Source records:
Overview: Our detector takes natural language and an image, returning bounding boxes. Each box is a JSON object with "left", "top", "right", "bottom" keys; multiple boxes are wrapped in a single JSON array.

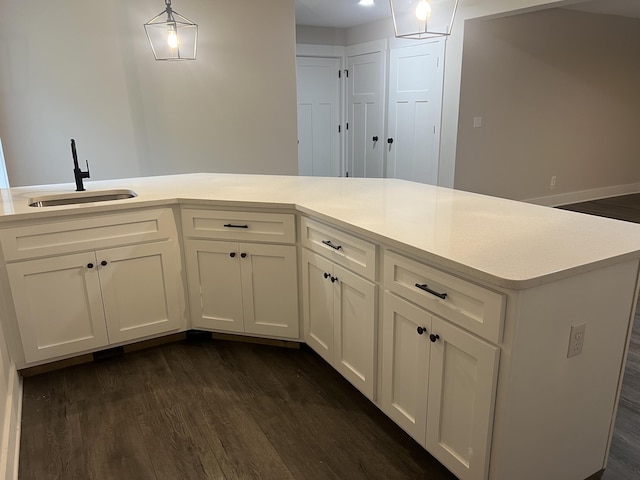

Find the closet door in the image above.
[
  {"left": 386, "top": 40, "right": 444, "bottom": 185},
  {"left": 347, "top": 50, "right": 387, "bottom": 177},
  {"left": 296, "top": 56, "right": 341, "bottom": 177}
]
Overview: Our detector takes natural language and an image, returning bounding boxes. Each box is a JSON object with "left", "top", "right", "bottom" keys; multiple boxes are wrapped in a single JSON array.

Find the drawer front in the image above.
[
  {"left": 384, "top": 251, "right": 506, "bottom": 343},
  {"left": 0, "top": 209, "right": 176, "bottom": 262},
  {"left": 182, "top": 208, "right": 296, "bottom": 243},
  {"left": 300, "top": 217, "right": 376, "bottom": 281}
]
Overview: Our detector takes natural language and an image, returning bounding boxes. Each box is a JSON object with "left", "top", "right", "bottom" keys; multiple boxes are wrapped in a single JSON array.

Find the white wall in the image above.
[
  {"left": 455, "top": 8, "right": 640, "bottom": 200},
  {"left": 0, "top": 0, "right": 297, "bottom": 186}
]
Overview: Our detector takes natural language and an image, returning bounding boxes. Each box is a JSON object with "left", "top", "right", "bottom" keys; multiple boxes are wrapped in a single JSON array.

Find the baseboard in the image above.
[
  {"left": 524, "top": 183, "right": 640, "bottom": 207},
  {"left": 0, "top": 364, "right": 22, "bottom": 480}
]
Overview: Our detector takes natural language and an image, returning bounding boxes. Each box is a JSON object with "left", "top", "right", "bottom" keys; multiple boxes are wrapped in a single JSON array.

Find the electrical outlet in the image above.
[{"left": 567, "top": 323, "right": 587, "bottom": 358}]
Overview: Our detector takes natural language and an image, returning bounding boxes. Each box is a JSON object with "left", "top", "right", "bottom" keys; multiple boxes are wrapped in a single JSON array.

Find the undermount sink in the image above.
[{"left": 29, "top": 189, "right": 137, "bottom": 207}]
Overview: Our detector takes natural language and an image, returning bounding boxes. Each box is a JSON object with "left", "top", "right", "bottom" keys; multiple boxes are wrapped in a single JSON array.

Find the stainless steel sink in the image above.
[{"left": 29, "top": 189, "right": 137, "bottom": 207}]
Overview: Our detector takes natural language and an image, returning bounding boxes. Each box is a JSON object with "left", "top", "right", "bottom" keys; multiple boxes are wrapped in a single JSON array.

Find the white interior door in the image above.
[
  {"left": 387, "top": 40, "right": 444, "bottom": 185},
  {"left": 296, "top": 57, "right": 341, "bottom": 177},
  {"left": 347, "top": 51, "right": 385, "bottom": 177}
]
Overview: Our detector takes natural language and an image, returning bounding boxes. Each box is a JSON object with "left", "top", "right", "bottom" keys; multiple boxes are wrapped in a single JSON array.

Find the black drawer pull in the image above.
[
  {"left": 322, "top": 240, "right": 342, "bottom": 250},
  {"left": 224, "top": 223, "right": 249, "bottom": 228},
  {"left": 416, "top": 283, "right": 447, "bottom": 300}
]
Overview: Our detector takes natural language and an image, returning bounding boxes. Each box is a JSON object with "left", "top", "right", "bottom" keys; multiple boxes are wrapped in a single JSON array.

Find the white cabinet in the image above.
[
  {"left": 380, "top": 292, "right": 499, "bottom": 480},
  {"left": 1, "top": 210, "right": 184, "bottom": 363},
  {"left": 185, "top": 240, "right": 299, "bottom": 338},
  {"left": 302, "top": 227, "right": 377, "bottom": 399},
  {"left": 182, "top": 208, "right": 300, "bottom": 339}
]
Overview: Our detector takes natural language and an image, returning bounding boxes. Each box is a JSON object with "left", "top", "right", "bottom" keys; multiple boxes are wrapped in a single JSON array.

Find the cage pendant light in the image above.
[
  {"left": 389, "top": 0, "right": 458, "bottom": 40},
  {"left": 144, "top": 0, "right": 198, "bottom": 60}
]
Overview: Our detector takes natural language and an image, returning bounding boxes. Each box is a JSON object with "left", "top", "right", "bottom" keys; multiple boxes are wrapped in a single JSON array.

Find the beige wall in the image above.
[
  {"left": 455, "top": 9, "right": 640, "bottom": 200},
  {"left": 0, "top": 0, "right": 297, "bottom": 186}
]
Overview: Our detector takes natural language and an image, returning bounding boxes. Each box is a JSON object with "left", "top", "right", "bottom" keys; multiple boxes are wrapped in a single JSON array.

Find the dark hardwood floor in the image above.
[
  {"left": 560, "top": 194, "right": 640, "bottom": 480},
  {"left": 20, "top": 340, "right": 455, "bottom": 480},
  {"left": 19, "top": 196, "right": 640, "bottom": 480}
]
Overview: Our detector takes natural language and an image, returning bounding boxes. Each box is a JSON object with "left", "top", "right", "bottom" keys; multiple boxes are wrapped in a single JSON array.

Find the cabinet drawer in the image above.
[
  {"left": 182, "top": 208, "right": 296, "bottom": 243},
  {"left": 384, "top": 251, "right": 506, "bottom": 343},
  {"left": 0, "top": 209, "right": 176, "bottom": 262},
  {"left": 300, "top": 217, "right": 376, "bottom": 281}
]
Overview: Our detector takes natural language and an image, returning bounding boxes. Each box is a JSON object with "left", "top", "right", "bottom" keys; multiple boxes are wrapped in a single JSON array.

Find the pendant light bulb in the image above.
[
  {"left": 167, "top": 27, "right": 178, "bottom": 48},
  {"left": 416, "top": 0, "right": 431, "bottom": 22}
]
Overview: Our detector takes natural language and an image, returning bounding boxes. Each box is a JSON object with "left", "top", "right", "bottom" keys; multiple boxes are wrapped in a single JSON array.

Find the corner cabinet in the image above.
[
  {"left": 0, "top": 209, "right": 185, "bottom": 364},
  {"left": 182, "top": 209, "right": 299, "bottom": 339},
  {"left": 380, "top": 251, "right": 504, "bottom": 480},
  {"left": 301, "top": 218, "right": 377, "bottom": 400}
]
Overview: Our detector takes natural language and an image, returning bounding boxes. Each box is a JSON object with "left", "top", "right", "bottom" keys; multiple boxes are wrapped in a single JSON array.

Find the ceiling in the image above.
[{"left": 295, "top": 0, "right": 640, "bottom": 28}]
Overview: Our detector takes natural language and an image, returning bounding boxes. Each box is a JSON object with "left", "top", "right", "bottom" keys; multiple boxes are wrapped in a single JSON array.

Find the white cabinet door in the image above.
[
  {"left": 7, "top": 252, "right": 109, "bottom": 363},
  {"left": 96, "top": 242, "right": 181, "bottom": 343},
  {"left": 380, "top": 292, "right": 499, "bottom": 480},
  {"left": 347, "top": 51, "right": 387, "bottom": 177},
  {"left": 426, "top": 317, "right": 500, "bottom": 480},
  {"left": 185, "top": 240, "right": 244, "bottom": 332},
  {"left": 380, "top": 292, "right": 431, "bottom": 445},
  {"left": 296, "top": 57, "right": 341, "bottom": 177},
  {"left": 239, "top": 244, "right": 300, "bottom": 338},
  {"left": 185, "top": 240, "right": 299, "bottom": 338},
  {"left": 332, "top": 265, "right": 376, "bottom": 400},
  {"left": 387, "top": 40, "right": 444, "bottom": 185},
  {"left": 302, "top": 249, "right": 334, "bottom": 364}
]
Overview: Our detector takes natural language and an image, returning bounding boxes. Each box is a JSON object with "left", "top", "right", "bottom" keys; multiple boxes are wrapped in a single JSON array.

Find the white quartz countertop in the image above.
[{"left": 0, "top": 173, "right": 640, "bottom": 289}]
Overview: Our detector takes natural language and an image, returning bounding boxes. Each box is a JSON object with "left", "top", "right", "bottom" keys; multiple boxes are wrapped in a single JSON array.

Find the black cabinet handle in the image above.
[
  {"left": 416, "top": 283, "right": 447, "bottom": 300},
  {"left": 322, "top": 240, "right": 342, "bottom": 250},
  {"left": 224, "top": 223, "right": 249, "bottom": 228}
]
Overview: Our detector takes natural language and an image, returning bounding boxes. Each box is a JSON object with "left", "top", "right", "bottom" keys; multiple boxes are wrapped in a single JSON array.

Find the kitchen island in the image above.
[{"left": 0, "top": 174, "right": 640, "bottom": 479}]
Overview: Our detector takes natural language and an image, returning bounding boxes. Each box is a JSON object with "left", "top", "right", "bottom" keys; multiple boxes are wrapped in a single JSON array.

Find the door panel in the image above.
[
  {"left": 296, "top": 57, "right": 341, "bottom": 177},
  {"left": 240, "top": 244, "right": 299, "bottom": 338},
  {"left": 386, "top": 40, "right": 444, "bottom": 185},
  {"left": 7, "top": 252, "right": 109, "bottom": 363},
  {"left": 381, "top": 292, "right": 431, "bottom": 445},
  {"left": 333, "top": 265, "right": 376, "bottom": 400},
  {"left": 426, "top": 317, "right": 500, "bottom": 480},
  {"left": 347, "top": 52, "right": 385, "bottom": 177},
  {"left": 96, "top": 242, "right": 181, "bottom": 343},
  {"left": 302, "top": 249, "right": 334, "bottom": 364},
  {"left": 185, "top": 240, "right": 244, "bottom": 332}
]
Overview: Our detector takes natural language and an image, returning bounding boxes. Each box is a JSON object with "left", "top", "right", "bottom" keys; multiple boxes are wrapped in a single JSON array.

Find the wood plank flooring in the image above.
[
  {"left": 19, "top": 195, "right": 640, "bottom": 480},
  {"left": 560, "top": 194, "right": 640, "bottom": 480},
  {"left": 19, "top": 341, "right": 455, "bottom": 480}
]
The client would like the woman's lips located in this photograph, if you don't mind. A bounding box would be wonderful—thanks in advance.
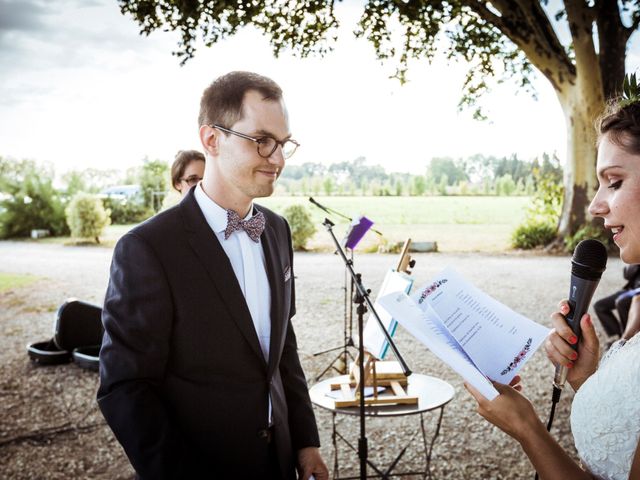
[611,226,624,243]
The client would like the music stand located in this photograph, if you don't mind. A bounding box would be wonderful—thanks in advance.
[309,197,382,382]
[322,218,411,480]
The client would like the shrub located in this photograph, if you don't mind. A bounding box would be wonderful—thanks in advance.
[511,220,556,250]
[511,163,564,249]
[0,157,69,238]
[103,197,153,225]
[66,193,111,243]
[284,205,316,250]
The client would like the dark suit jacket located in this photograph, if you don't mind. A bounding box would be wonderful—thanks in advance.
[98,189,319,479]
[622,264,640,290]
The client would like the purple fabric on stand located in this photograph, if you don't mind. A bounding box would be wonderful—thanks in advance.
[344,216,373,250]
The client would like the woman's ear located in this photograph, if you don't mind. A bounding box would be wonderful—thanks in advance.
[200,125,220,156]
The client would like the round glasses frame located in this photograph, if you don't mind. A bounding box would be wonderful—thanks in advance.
[179,175,202,187]
[209,123,300,158]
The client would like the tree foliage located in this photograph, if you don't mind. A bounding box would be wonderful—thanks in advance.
[0,157,69,238]
[119,0,640,242]
[65,192,111,243]
[140,159,169,212]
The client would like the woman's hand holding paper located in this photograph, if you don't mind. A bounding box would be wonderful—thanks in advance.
[464,375,544,442]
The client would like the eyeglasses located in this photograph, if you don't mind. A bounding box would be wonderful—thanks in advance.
[209,124,300,158]
[180,175,202,187]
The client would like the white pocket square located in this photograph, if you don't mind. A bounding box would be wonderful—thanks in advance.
[284,265,291,282]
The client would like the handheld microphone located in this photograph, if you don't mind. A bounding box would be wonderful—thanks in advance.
[553,239,607,389]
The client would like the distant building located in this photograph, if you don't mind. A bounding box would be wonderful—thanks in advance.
[100,185,144,203]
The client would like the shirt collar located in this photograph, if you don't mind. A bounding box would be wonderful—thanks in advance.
[194,182,253,233]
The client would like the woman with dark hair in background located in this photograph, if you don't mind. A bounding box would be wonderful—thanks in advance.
[171,150,204,198]
[465,88,640,480]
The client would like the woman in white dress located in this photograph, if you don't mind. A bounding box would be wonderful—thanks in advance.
[465,92,640,480]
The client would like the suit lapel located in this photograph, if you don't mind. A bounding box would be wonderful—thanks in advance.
[260,215,284,377]
[180,193,264,362]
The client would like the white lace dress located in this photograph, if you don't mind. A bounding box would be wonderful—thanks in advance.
[571,334,640,480]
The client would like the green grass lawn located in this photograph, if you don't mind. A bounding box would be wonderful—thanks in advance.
[258,196,530,252]
[0,272,39,293]
[18,196,530,252]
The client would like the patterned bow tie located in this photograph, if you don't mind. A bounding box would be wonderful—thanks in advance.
[224,210,265,243]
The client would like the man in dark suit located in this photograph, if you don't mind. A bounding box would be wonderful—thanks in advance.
[593,265,640,338]
[98,72,328,480]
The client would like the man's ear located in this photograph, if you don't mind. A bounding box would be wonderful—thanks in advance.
[200,125,220,156]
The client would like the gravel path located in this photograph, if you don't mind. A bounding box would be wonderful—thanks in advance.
[0,242,622,479]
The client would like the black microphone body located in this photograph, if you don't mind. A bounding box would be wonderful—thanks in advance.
[553,239,607,389]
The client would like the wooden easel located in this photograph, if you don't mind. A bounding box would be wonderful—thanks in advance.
[331,353,418,408]
[331,238,418,408]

Stated goal: List every line from the rows above that contains the word "stand", copying each one in full.

Solved problem:
The client would like the music stand located in this photograph, if you don't mind. A bounding box would be wonderful—thanks in advance.
The client would like the purple fabric on stand located in this photograph, if you don't mind. A bounding box would be wonderful—thanks in advance.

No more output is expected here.